Consigne: Poursuivez le texte sur les outils d'intelligence artificielle de l'IGF à la suite de sa dernière phrase.

Bloc de texte:
En comparant ses capacités actuelles à ces standards internationaux, l’IGF a pu identifier plusieurs leviers de progrès technologique. Les travaux conjoints du groupe de travail et des experts de la Banque mondiale ont ainsi abouti à l’élaboration d’une stratégie dédiée à l’intelligence artificielle, accompagnée d’une feuille de route détaillée et de termes de référence pour quatre outils IA appelés à transformer l’audit public. Le déploiement de ces outils nécessite en préalable la mise en place d’une infrastructure robuste capable de supporter les nouveaux systèmes.
Le second outil, Smart Planner, repose sur un système intelligent d’affectation des équipes. Il analysera les profils des inspecteurs (disponibilité, expertise, expérience sectorielle) pour composer des équipes optimisées en fonction des exigences spécifiques de chaque mission. Cette solution vise à accélérer la planification tout en améliorant l’efficience des ressources humaines.

Enregistrements fournis:

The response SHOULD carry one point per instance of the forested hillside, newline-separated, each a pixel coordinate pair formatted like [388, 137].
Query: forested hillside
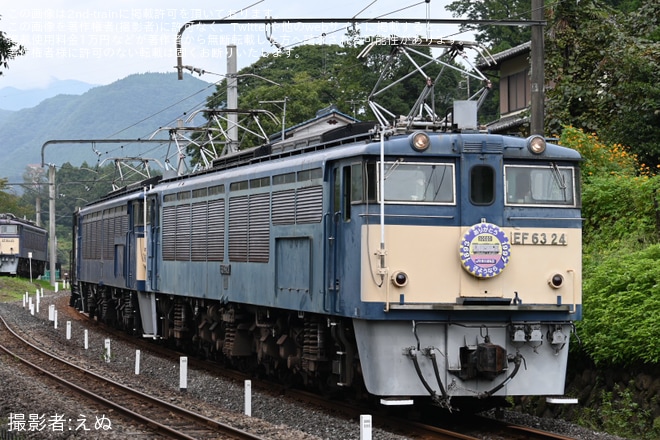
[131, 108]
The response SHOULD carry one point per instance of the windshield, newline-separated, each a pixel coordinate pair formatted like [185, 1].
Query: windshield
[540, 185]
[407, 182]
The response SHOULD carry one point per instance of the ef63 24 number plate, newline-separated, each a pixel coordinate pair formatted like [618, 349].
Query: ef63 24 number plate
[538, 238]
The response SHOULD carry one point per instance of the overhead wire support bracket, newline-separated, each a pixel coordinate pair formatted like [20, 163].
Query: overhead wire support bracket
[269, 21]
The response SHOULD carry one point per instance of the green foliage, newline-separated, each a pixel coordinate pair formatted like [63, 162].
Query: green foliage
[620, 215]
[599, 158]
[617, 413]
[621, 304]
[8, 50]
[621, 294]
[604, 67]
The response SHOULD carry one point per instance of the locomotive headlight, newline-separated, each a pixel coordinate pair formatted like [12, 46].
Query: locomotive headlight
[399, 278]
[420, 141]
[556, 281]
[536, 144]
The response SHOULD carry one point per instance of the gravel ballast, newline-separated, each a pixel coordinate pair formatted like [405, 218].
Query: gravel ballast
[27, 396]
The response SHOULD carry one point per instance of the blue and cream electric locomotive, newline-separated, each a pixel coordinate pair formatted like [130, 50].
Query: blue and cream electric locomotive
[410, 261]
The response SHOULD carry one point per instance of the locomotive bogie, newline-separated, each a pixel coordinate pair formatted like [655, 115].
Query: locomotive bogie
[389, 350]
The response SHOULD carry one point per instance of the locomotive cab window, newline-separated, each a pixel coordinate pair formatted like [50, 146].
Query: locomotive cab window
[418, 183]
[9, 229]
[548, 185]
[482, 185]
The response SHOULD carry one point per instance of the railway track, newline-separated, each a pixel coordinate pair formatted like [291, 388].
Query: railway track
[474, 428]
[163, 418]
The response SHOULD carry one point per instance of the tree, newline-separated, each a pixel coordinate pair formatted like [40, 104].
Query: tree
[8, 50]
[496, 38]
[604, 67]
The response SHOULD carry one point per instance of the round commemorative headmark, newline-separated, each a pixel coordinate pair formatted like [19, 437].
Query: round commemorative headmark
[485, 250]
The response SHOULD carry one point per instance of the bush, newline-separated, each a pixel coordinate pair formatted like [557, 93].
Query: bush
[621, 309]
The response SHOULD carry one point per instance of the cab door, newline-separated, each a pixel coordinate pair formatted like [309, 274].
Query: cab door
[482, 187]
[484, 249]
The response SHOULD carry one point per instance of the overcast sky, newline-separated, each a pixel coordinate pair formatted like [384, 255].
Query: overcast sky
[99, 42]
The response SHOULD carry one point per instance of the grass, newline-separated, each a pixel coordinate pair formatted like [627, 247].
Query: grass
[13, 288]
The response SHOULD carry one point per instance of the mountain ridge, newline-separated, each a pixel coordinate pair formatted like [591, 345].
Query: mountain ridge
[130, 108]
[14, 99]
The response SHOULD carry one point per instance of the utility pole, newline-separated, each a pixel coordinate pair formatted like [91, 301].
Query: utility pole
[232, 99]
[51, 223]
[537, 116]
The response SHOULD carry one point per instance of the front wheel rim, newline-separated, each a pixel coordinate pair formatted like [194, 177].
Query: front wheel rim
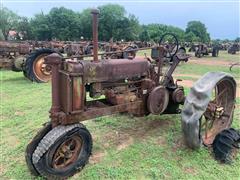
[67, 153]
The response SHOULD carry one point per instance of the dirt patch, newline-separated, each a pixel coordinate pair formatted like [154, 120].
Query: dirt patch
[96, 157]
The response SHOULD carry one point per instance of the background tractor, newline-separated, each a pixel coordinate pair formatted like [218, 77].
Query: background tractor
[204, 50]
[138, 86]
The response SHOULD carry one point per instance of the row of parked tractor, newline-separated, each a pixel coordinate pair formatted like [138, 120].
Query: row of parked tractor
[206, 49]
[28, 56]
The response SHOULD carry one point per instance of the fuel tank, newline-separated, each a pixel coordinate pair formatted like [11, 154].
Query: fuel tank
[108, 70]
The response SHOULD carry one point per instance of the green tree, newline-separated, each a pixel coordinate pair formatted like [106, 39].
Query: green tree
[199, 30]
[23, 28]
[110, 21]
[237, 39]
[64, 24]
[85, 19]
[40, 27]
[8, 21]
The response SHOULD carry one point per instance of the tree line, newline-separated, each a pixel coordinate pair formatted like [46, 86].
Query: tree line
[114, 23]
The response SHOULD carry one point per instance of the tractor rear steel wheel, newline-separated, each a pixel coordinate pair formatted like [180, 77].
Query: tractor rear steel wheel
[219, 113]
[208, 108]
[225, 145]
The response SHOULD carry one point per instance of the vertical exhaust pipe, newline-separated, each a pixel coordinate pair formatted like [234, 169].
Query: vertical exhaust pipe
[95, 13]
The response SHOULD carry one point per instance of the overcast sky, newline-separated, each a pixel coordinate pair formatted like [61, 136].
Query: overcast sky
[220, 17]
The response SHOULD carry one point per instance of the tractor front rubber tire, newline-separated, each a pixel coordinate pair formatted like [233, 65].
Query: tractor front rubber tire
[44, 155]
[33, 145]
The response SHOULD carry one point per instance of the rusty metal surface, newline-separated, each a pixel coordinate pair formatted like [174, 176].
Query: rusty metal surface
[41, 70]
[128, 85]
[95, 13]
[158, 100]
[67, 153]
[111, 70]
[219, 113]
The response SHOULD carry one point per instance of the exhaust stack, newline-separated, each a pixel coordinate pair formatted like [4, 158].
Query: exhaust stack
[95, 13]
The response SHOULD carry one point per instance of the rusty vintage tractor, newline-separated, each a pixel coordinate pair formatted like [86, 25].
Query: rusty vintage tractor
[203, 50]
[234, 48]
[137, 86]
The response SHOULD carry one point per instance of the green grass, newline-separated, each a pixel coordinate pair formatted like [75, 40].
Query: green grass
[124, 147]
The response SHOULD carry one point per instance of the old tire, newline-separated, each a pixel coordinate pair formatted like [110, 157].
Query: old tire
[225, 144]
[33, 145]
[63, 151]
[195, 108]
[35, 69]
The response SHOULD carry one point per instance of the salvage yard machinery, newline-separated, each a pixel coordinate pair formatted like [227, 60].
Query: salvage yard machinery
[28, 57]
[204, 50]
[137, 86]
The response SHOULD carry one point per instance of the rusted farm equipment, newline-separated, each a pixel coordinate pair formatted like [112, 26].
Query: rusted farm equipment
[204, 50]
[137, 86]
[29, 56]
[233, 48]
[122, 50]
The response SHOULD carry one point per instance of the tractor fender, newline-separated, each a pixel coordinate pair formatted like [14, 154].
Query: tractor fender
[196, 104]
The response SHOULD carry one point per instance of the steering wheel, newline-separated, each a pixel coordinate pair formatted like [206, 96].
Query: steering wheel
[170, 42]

Réponse:
Le troisième projet, Smart Code, est un moteur de recherche intelligent capable d’extraire automatiquement des informations pertinentes à partir d’un vaste corpus documentaire. Il permettra aux inspecteurs de trouver rapidement des réponses à leurs questions sans avoir à parcourir manuellement des volumes importants de documents, grâce à des technologies avancées de lecture, d’analyse et d’indexation multilingue.
Enfin, le quatrième outil, Smart Secretary, vise à automatiser la génération des rapports d’audit. Grâce à des algorithmes d’analyse, il pourra produire des livrables conformes aux standards de l’IGF pour différents types de missions (audits de performance, projets financés par bailleurs de fonds, vérifications comptables, etc.). L’objectif est de réduire significativement le temps de rédaction, de renforcer l’uniformité des rapports et de recentrer les inspecteurs sur l’analyse qualitative des constats.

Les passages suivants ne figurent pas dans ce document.